Revise the listing below so that "dropping a single marker" becomes "placing one marker" everywhere, with every other word unchanged, and leave out the pictures.

## Records supplied:
----------

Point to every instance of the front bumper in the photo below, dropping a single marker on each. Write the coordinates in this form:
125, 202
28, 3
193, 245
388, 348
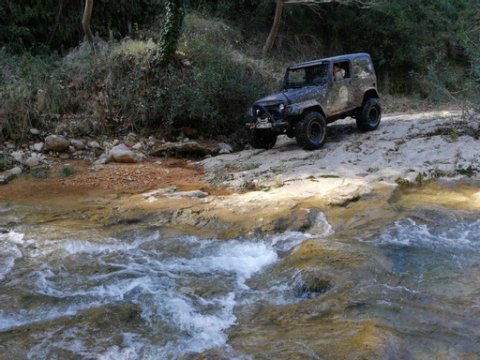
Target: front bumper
266, 120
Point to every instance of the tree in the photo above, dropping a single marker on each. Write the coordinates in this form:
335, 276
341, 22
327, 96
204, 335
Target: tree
87, 16
171, 30
272, 36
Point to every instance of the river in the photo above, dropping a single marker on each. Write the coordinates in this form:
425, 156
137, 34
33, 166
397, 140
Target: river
406, 288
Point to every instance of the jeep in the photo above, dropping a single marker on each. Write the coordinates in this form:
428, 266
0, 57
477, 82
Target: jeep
314, 94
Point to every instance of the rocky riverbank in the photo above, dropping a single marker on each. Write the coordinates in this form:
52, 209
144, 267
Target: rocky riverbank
252, 191
330, 253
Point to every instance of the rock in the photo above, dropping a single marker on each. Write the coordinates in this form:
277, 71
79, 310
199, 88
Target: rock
188, 148
225, 148
188, 194
9, 175
33, 160
17, 156
121, 153
38, 147
17, 170
78, 144
101, 160
137, 146
94, 145
6, 177
56, 143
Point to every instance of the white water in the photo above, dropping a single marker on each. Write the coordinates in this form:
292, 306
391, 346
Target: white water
185, 286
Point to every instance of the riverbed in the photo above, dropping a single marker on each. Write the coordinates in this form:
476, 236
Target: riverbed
401, 284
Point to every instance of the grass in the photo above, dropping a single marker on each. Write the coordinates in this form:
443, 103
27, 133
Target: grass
68, 171
40, 173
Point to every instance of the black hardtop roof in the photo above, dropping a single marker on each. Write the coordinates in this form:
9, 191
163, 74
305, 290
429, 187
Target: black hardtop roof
330, 59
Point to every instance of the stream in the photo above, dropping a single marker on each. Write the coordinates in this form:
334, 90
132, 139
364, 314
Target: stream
408, 289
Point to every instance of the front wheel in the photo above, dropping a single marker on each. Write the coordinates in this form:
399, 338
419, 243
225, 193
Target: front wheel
369, 116
262, 139
311, 131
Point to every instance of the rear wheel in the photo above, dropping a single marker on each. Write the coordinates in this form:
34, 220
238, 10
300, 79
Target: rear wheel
262, 139
369, 116
311, 131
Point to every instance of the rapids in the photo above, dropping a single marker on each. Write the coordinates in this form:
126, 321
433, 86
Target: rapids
407, 289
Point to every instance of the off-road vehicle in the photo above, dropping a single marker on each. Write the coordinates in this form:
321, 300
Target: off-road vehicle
314, 94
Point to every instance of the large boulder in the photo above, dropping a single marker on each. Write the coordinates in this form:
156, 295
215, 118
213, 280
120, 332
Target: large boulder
56, 143
121, 153
187, 149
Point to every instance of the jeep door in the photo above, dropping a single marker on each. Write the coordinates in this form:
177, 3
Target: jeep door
340, 98
363, 80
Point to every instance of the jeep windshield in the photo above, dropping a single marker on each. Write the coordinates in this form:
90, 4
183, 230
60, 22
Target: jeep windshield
314, 75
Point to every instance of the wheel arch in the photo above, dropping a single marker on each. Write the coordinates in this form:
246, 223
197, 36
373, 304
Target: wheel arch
370, 93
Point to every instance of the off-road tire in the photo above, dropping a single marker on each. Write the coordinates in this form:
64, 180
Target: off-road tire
311, 131
369, 115
262, 139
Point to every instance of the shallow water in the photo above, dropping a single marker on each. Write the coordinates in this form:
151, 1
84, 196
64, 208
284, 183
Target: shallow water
409, 290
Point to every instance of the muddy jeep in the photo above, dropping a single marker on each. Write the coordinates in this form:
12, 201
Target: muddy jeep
314, 94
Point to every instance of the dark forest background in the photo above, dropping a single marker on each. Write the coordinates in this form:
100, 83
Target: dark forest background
426, 53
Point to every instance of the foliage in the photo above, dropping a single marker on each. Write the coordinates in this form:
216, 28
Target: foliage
171, 29
39, 26
127, 86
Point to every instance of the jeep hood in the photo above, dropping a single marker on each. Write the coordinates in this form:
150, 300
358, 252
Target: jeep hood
290, 96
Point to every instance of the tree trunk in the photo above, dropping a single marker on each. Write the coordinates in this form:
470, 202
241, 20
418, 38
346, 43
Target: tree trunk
87, 15
275, 28
172, 29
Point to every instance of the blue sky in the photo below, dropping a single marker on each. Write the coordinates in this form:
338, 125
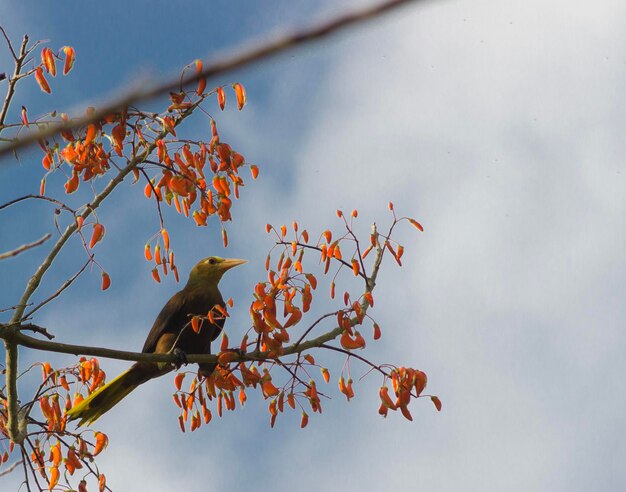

----------

## Output of the task:
Point to every instance of the front bumper in the photo below, placing one marker on each. Write the coordinates in this form:
125, 202
28, 3
193, 245
388, 348
Target: front bumper
266, 120
Point to every instance of the tree in the photo above, placing one marker on each. Write the coordinates in this form:
335, 276
341, 22
327, 96
204, 335
Target: tree
87, 16
171, 30
272, 36
Point to every instance of the river in the photo above, placing one marker on each. Write the coordinates in this form:
425, 156
137, 34
33, 166
397, 140
Target: river
406, 288
Point to every instance of the jeep in the photo above, placing one marker on each. Write the coordinates in this form:
428, 266
0, 57
477, 82
Target: jeep
314, 94
Point to every instance of the rocky riverbank in the photo above, placing one marker on each. Write the coordinates in this form:
52, 209
144, 267
Target: rocky riverbank
252, 191
330, 253
Point to every instance of the rock in the photo above, placing one marker on each. Write the coordinates in this form:
277, 71
79, 310
199, 88
Target: rock
188, 148
225, 148
188, 194
9, 175
33, 160
17, 156
121, 153
38, 147
17, 170
78, 144
101, 160
137, 146
94, 145
6, 177
56, 143
Point to every instance of the white water in the photo above, placing one marker on each. Write the coordinates in this form:
292, 306
391, 346
Target: white water
185, 286
Point to every instance of the riverbed in the photo above, placing one marker on each. Write the coordinates in this form:
476, 236
Target: riverbed
401, 284
Point to every instance of the grass in the photo above, placing one marker on each. Write the coordinates in this form:
443, 103
27, 133
Target: grass
68, 171
40, 173
Point to every instance of the black hardtop roof in the photo above, placing one marker on each. Write the coordinates in this form:
9, 191
163, 74
305, 290
429, 187
Target: black hardtop roof
330, 59
Point to every instance of the stream in the photo above, placing one marker on each. Write the coordinates in this form:
334, 90
132, 139
364, 314
Target: stream
408, 289
Point to every instance of the front wheel in the photo above, placing one marker on each. Write the coordinates in this form:
399, 338
419, 243
225, 193
Target: front wheel
369, 116
262, 139
311, 131
Point to every instance of the rear wheel in the photo above, placing one marker on each. Write the coordinates in this form:
34, 220
238, 10
300, 79
Target: rear wheel
262, 139
369, 116
311, 131
Point to every instance of the rapids in the photo above, placing one marker on each. Write the coordinates in this form:
126, 321
433, 86
Target: rapids
407, 289
Point to every instance of the off-road vehicle in the photo above, placing one marker on each. Write the coordinates in this form:
321, 300
Target: off-road vehicle
314, 94
Point to every instance of the large boulder in the photo above, placing one marker on each. Write the coordinates in this form:
156, 295
215, 118
213, 280
120, 332
Target: large boulder
56, 143
121, 153
187, 149
Point to every instance of the jeep door in the photo above, placing one marker on each. Write the coordinates in this form:
177, 3
Target: jeep door
340, 98
363, 80
Point to every instance of the jeep windshield in the photo above, placing one marker on each. Write the coordinates in this form:
90, 4
183, 230
60, 22
Target: jeep windshield
314, 75
Point to every instance of the wheel arch in the photo above, placing one marker on each. Write the coordinates in this form:
246, 223
197, 36
373, 304
Target: wheel arch
370, 93
Point to every instance of the off-road tire in the photo above, placing one marker on each. Write the coordinates in this form:
64, 180
Target: off-road tire
311, 131
369, 115
262, 139
Point to every instance of the shallow water in the photo above, placing one marker on each. Write the coordinates in this form:
151, 1
84, 196
64, 208
284, 183
Target: shallow water
409, 290
Point to every instance of the muddy jeep in the photo above, placing one marker on each. Write the coordinates in this form:
12, 201
Target: muddy jeep
314, 94
Point to every instance of the dark forest background in the photo above, placing one marker on each. Write the coordinates in this form:
100, 83
Target: dark forest background
426, 53
Point to every instance of the foliage in the photo above, placing one marker on each. Write the coordinates in this form:
216, 28
Target: foliage
171, 29
39, 26
127, 86
Point to every instance of the jeep hood in the photo above, placing one marker on each. Write the coordinates in this form:
150, 300
358, 252
Target: jeep hood
290, 96
Point to every instance of the tree trunk in the photo above, placing one marker on each. Write the coordinates in this form:
470, 202
241, 20
418, 38
346, 43
Target: tree trunk
87, 15
275, 28
172, 29
Point to every instance of the blue sky in the photo below, placing one marker on each. Write the coordinates in this form:
338, 125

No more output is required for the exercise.